### What you should do:
How many lines in the rows below contain the word "tall"? Reply with only the number.

### Data provided:
━━━

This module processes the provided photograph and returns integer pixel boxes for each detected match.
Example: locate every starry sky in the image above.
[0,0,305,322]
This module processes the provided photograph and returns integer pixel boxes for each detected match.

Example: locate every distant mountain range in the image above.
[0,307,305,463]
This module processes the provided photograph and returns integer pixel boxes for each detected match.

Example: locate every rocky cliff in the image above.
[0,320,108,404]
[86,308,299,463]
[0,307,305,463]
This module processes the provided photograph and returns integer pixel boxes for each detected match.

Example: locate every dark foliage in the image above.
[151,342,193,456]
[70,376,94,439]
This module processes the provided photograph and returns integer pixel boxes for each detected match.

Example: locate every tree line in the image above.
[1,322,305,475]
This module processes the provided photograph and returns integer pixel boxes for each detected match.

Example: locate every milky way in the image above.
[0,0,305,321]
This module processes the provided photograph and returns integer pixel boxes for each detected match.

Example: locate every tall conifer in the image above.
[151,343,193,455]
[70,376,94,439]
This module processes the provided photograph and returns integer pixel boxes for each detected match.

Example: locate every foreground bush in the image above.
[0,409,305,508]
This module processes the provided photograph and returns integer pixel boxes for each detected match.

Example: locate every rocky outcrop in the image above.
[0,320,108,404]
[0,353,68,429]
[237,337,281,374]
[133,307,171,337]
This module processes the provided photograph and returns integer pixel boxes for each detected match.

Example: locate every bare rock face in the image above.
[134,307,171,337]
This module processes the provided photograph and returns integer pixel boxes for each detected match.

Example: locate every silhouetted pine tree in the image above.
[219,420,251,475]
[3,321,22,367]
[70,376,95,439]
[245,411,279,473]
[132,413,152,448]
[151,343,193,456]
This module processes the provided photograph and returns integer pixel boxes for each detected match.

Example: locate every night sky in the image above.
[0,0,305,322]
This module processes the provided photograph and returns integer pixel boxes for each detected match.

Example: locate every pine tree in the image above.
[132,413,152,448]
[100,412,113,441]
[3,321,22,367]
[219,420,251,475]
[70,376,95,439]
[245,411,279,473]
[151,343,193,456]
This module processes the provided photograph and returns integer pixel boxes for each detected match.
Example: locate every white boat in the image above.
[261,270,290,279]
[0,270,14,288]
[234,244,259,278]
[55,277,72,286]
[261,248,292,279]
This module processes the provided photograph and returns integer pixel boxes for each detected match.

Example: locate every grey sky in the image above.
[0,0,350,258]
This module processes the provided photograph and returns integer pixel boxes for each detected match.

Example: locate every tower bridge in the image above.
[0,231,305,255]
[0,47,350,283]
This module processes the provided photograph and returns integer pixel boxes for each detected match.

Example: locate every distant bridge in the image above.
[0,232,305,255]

━━━

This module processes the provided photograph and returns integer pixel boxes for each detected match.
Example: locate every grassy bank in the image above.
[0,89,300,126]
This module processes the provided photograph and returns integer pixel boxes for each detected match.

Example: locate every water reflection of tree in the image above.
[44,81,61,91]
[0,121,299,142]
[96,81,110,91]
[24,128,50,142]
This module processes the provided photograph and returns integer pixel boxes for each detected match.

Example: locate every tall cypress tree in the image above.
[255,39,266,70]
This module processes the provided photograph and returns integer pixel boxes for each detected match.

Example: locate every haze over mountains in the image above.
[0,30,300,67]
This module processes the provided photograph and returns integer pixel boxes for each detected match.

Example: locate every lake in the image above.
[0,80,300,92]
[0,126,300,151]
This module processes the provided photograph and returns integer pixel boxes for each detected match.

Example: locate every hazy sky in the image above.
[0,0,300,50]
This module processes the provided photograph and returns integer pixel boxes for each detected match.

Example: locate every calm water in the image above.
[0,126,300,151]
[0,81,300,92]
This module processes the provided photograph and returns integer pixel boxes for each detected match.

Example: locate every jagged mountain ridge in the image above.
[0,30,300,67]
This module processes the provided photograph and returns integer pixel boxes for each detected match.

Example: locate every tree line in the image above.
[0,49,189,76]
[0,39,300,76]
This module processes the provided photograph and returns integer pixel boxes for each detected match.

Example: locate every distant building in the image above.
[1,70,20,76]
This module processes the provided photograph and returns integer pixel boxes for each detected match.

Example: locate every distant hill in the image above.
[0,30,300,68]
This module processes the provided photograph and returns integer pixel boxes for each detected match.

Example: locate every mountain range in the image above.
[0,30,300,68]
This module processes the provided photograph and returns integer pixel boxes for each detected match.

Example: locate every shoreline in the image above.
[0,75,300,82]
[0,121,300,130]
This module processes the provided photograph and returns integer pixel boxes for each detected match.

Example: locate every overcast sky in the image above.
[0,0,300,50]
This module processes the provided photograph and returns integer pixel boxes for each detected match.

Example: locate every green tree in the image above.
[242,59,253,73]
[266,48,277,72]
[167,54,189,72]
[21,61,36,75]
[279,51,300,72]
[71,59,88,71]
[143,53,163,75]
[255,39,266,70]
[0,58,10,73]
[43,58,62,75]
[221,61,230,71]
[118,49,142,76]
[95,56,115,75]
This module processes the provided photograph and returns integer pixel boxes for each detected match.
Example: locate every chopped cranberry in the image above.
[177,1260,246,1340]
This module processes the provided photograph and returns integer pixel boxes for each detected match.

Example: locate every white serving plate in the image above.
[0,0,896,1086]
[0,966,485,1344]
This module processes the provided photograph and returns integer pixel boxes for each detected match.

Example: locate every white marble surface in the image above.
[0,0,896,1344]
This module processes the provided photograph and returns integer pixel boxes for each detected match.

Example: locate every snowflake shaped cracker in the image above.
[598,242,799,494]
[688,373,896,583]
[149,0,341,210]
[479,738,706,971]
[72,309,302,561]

━━━

### Written solution:
2